This year is the centenary of the 1904/05 Welsh Revival. Here we read of its beginnings . . .
On Sunday evening 18 December 1903, Evan Roberts preached his first sermon at his home church of Moriah, Loughor. He preached on Luke 9.23: 'Then he said to them all: "If anyone would come after me, he must deny himself and take up his cross daily and follow me."'
From December 1903 to September 1904, Evan Roberts spent his time at home in Island House preparing himself for entry into the Calvinistic Methodist ministry. This was a time of sitting exams and preaching some sermons in the local chapels. It was during this time that he became friendly with Sydney Evans, who was to become a key figure later, in the revival. He too was preparing to enter the grammar school and apply for the Christian ministry. He was later to marry Evan Roberts's sister Mary. During the spring of 1904, Evan began to experience an ongoing and intense encounter with God. He tells the story himself.
'Taken up' - Spring 1904
'For a long time I was much troubled in my soul and my heart by thinking over the failure of Christianity - oh! it seemed such a failure - such a failure and I prayed and prayed, but nothing seemed to give me any relief. But one Friday night last spring after I had been in great distress praying about this, I was taken up to a great expanse - without time and space. It was communion with God. I found myself with unspeakable joy and awe in the very presence of the almighty God. I was privileged to speak face to face with him as a man speaks face to face with a friend. Before this, a far-off God I had. I was frightened that night, but never since. So great was my shivering that I rocked the bed, and my brother, being awakened, took hold of my thinking I was ill.
'After that experience I was awakened every night a little after one o'clock. This was strange, for through the years I slept like a rock, and no disturbance in my room would awaken me. From that hour I was taken up into the divine fellowship for about four hours. What it was I cannot tell you, except that it was divine. I felt it and it seemed to change all my nature and I saw things in a different light and I knew that God was going to work in the land, and not this land only but in all the world. About five o'clock I was again allowed to sleep on till about nine.'
New Quay in West Wales
At the time that Evan Roberts was experiencing his 'face-to-face' encounter with God in the spring of 1904, God's Spirit was also at work among a group of young people at Tabernacle Church, New Quay.

- GIVEN TASK 1 -
Could you present the lines of the listing, from the line containing "Given the photo above, point to the blue" through the last line of the listing, as a Markdown table with the columns Row and Line, leaving out any blank lines?
The listing that follows has no connection to the passage on the Welsh Revival.

- MATERIAL -
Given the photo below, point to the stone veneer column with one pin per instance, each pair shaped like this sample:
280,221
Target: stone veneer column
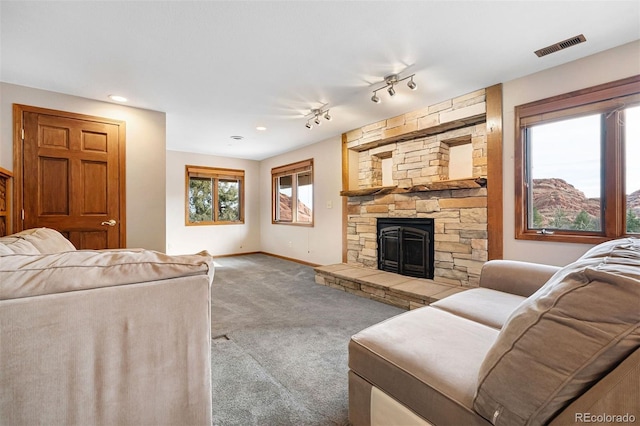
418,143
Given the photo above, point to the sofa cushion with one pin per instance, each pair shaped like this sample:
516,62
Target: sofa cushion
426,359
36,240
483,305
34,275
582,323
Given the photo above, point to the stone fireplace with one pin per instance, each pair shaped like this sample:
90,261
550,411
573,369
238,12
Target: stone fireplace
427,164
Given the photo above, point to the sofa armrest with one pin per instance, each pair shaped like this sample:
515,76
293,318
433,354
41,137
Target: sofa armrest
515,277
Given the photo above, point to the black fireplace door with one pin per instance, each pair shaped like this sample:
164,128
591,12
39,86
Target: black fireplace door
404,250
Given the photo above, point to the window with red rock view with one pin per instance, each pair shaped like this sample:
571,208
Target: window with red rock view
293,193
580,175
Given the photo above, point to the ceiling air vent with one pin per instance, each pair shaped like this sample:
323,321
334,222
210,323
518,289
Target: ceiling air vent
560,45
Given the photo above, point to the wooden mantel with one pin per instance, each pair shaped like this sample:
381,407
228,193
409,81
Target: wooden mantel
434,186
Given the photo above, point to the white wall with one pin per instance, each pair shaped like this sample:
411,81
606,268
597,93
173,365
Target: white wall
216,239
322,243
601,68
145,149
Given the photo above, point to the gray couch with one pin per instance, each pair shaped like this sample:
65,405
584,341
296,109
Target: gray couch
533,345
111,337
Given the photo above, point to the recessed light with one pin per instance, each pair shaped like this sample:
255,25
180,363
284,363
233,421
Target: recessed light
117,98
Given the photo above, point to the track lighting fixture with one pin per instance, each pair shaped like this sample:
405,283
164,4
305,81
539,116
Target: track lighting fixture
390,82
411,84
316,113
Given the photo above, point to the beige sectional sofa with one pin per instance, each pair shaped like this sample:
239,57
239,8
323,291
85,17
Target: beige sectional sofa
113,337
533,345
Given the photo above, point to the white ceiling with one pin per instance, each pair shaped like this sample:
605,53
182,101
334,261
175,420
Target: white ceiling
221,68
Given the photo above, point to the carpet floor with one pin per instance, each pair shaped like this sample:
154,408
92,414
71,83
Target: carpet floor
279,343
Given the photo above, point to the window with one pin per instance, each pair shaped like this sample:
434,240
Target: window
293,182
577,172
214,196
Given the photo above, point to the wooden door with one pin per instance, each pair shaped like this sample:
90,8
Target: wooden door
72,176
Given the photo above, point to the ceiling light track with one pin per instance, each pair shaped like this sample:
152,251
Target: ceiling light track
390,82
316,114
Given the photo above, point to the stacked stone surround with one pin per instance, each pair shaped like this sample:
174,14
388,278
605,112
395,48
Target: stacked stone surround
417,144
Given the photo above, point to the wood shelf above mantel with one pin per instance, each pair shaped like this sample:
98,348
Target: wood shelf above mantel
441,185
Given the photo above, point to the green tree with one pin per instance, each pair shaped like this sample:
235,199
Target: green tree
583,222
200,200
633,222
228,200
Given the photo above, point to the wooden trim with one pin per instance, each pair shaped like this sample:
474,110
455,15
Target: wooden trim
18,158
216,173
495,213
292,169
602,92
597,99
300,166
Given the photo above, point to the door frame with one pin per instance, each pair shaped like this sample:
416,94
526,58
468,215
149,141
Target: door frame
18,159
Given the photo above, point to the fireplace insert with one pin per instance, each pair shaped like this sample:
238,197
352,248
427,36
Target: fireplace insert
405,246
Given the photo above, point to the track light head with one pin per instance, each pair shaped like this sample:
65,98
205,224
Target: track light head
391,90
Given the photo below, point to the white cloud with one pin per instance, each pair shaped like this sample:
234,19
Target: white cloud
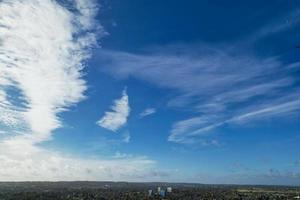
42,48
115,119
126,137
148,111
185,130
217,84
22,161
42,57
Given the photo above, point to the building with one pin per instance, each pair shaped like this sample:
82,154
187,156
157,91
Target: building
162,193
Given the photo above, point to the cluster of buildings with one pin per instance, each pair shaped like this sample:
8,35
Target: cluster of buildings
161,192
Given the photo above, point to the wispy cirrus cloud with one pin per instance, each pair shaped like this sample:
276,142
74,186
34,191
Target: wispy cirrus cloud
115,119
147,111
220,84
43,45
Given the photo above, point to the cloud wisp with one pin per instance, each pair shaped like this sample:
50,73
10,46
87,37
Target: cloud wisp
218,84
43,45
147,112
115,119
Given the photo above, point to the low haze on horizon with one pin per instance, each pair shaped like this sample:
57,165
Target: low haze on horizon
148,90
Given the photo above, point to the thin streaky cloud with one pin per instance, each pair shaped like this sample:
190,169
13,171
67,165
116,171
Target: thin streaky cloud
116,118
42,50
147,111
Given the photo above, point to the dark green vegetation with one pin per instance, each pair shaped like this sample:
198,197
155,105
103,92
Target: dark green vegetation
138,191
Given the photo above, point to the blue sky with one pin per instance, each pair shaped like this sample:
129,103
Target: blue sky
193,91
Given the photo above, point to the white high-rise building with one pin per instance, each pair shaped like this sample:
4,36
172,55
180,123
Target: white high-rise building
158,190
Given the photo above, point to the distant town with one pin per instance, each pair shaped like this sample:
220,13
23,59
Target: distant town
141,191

- GIVEN TASK 2 -
Can you reproduce the passage on the Welsh Revival word for word, in full?

- RESULT 1 -
| Row | Line |
|---|---|
| 1 | Given the photo above, point to the blue sky with one pin per instance, each pair shaped like this sample: |
| 2 | 129,103 |
| 3 | Target: blue sky |
| 4 | 193,91 |
| 5 | Given the photo above, point to the white high-rise building with one pin per instance, each pair shaped like this sample: |
| 6 | 4,36 |
| 7 | 172,55 |
| 8 | 180,123 |
| 9 | Target: white high-rise building |
| 10 | 158,190 |
| 11 | Given the photo above, point to the distant town with one pin per instance, each pair shaped like this sample: |
| 12 | 220,13 |
| 13 | 23,59 |
| 14 | Target: distant town |
| 15 | 141,191 |

- RESULT 2 -
This year is the centenary of the 1904/05 Welsh Revival. Here we read of its beginnings . . .
On Sunday evening 18 December 1903, Evan Roberts preached his first sermon at his home church of Moriah, Loughor. He preached on Luke 9.23: 'Then he said to them all: "If anyone would come after me, he must deny himself and take up his cross daily and follow me."'
From December 1903 to September 1904, Evan Roberts spent his time at home in Island House preparing himself for entry into the Calvinistic Methodist ministry. This was a time of sitting exams and preaching some sermons in the local chapels. It was during this time that he became friendly with Sydney Evans, who was to become a key figure later, in the revival. He too was preparing to enter the grammar school and apply for the Christian ministry. He was later to marry Evan Roberts's sister Mary. During the spring of 1904, Evan began to experience an ongoing and intense encounter with God. He tells the story himself.
'Taken up' - Spring 1904
'For a long time I was much troubled in my soul and my heart by thinking over the failure of Christianity - oh! it seemed such a failure - such a failure and I prayed and prayed, but nothing seemed to give me any relief. But one Friday night last spring after I had been in great distress praying about this, I was taken up to a great expanse - without time and space. It was communion with God. I found myself with unspeakable joy and awe in the very presence of the almighty God. I was privileged to speak face to face with him as a man speaks face to face with a friend. Before this, a far-off God I had. I was frightened that night, but never since. So great was my shivering that I rocked the bed, and my brother, being awakened, took hold of my thinking I was ill.
'After that experience I was awakened every night a little after one o'clock. This was strange, for through the years I slept like a rock, and no disturbance in my room would awaken me. From that hour I was taken up into the divine fellowship for about four hours. What it was I cannot tell you, except that it was divine. I felt it and it seemed to change all my nature and I saw things in a different light and I knew that God was going to work in the land, and not this land only but in all the world. About five o'clock I was again allowed to sleep on till about nine.'
New Quay in West Wales
At the time that Evan Roberts was experiencing his 'face-to-face' encounter with God in the spring of 1904, God's Spirit was also at work among a group of young people at Tabernacle Church, New Quay.